═════ Text provided ═════

Leaving the city centre now – en route to King’s in fact – we follow in the steps, probably, of many a student in days gone by. Judging by its current appearance, one would never guess that the Gallowgate was such an historically important thoroughfare – its significance in Medieval times was comparable to that of Edinburgh’s Royal Mile. Now, I know what I said about those comparisons, and this one is now useless as well. None of that heritage was preserved, and the Gallowgate now looks like a “run-down town in a forgotten end of the USSR” (as someone on the internet generously described it).

As we walk from here to the Old Town, the streets narrow and we get back to that Medieval heritage. Cobbled College Bounds strikes right through the middle of the main campus area; the first ‘landmark’ we get to is Powis Gates, to the left. It is now the gate to some Halls of Residence but it formerly heralded your entrance to the estate of a Scottish plantation owner. The family’s coat of arms is emblazoned on the back of the gates, including a rendering of three black men, which pays homage to the freeing of the family’s Jamaican slaves. How very gracious of them!

═════ Data extract ═════

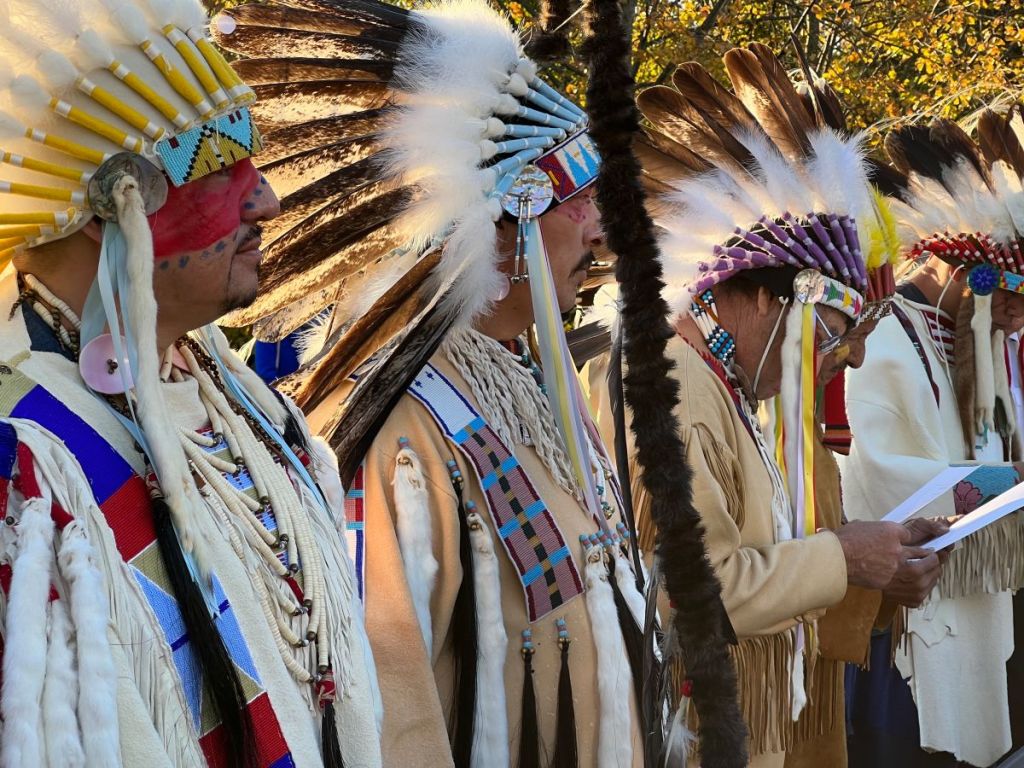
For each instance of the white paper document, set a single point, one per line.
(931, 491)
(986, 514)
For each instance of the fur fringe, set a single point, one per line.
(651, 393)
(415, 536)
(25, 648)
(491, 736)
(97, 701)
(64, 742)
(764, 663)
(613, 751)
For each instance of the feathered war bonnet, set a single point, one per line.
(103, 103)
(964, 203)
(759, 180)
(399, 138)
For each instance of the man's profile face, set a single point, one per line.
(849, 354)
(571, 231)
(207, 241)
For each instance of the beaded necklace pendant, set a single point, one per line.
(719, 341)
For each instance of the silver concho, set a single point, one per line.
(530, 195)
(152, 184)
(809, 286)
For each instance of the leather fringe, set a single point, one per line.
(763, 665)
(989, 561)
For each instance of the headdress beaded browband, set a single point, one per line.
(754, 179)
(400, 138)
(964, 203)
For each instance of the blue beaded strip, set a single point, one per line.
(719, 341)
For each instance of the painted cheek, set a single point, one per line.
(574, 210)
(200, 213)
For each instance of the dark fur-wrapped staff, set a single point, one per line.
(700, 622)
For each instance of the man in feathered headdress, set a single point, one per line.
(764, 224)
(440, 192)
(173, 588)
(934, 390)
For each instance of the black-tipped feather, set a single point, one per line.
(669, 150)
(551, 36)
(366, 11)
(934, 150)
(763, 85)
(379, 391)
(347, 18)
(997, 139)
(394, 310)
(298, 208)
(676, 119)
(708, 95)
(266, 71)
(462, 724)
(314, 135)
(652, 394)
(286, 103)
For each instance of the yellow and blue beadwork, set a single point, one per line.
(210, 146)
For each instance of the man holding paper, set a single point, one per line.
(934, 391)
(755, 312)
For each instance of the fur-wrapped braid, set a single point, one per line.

═════
═════ Data extract ═════

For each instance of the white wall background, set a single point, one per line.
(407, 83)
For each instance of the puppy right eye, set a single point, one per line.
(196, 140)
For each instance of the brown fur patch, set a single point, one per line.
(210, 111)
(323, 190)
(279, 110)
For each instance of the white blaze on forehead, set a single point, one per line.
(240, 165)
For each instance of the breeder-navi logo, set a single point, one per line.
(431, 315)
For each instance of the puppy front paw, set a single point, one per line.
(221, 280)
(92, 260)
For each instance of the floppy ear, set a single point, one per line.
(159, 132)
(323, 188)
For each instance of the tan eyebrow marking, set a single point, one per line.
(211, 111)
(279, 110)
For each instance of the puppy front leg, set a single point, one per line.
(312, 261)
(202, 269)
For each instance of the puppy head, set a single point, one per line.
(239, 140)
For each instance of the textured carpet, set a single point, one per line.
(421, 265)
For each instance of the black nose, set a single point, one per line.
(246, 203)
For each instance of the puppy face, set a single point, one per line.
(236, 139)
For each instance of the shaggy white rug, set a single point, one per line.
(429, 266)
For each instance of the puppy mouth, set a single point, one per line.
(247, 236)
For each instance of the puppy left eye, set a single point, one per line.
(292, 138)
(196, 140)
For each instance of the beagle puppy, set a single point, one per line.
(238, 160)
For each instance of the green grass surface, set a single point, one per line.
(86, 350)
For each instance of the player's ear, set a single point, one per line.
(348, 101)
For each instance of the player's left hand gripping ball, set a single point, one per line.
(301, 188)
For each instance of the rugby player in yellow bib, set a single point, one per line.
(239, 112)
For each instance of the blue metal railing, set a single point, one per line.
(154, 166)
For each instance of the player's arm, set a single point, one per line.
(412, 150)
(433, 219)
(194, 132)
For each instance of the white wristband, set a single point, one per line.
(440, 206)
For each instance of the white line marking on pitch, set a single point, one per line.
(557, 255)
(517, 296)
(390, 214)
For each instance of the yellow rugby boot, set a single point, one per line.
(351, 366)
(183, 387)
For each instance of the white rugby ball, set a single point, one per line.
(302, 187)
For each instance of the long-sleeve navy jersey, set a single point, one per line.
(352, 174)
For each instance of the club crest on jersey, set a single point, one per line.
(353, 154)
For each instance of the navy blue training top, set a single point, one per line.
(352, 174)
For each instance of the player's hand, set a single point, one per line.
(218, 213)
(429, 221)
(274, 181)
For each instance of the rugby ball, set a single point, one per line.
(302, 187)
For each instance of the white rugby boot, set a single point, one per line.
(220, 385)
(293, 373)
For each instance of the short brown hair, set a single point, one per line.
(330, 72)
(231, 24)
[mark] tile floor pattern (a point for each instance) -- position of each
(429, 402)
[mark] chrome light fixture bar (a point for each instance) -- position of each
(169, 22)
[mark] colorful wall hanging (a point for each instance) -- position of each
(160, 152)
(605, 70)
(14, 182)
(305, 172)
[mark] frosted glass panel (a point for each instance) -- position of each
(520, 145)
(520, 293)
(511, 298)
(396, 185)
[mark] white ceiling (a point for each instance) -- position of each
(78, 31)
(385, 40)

═════

### Written problem
Please reproduce the passage from the walk along the Gallowgate from "As we walk from" to "gracious of them!", word for word.

### Output for this exercise
As we walk from here to the Old Town, the streets narrow and we get back to that Medieval heritage. Cobbled College Bounds strikes right through the middle of the main campus area; the first ‘landmark’ we get to is Powis Gates, to the left. It is now the gate to some Halls of Residence but it formerly heralded your entrance to the estate of a Scottish plantation owner. The family’s coat of arms is emblazoned on the back of the gates, including a rendering of three black men, which pays homage to the freeing of the family’s Jamaican slaves. How very gracious of them!